◆ **What is asked**
Filter the records and copy every line that contains the word "seated".

◆ **Dataset records**
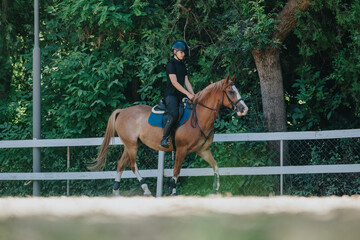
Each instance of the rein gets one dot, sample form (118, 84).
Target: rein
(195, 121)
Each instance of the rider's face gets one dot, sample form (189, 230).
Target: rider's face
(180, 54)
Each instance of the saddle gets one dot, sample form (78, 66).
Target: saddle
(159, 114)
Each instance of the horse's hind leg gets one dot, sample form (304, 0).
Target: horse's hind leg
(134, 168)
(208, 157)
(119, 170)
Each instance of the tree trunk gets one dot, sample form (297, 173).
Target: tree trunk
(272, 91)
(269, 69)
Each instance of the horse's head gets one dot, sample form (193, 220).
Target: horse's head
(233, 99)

--

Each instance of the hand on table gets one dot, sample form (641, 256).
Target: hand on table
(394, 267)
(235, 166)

==

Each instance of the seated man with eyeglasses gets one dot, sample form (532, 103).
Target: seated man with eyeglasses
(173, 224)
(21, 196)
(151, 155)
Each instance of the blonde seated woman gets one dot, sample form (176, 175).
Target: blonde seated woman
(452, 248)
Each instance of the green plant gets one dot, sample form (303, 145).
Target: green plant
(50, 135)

◆ **Expected output**
Each instance of the seated man with eyeglasses gets one dot, sample form (532, 103).
Target: seated man with eyeglasses
Each instance of the blonde seated woman gets one dot, sample form (176, 175).
Target: blonde seated woman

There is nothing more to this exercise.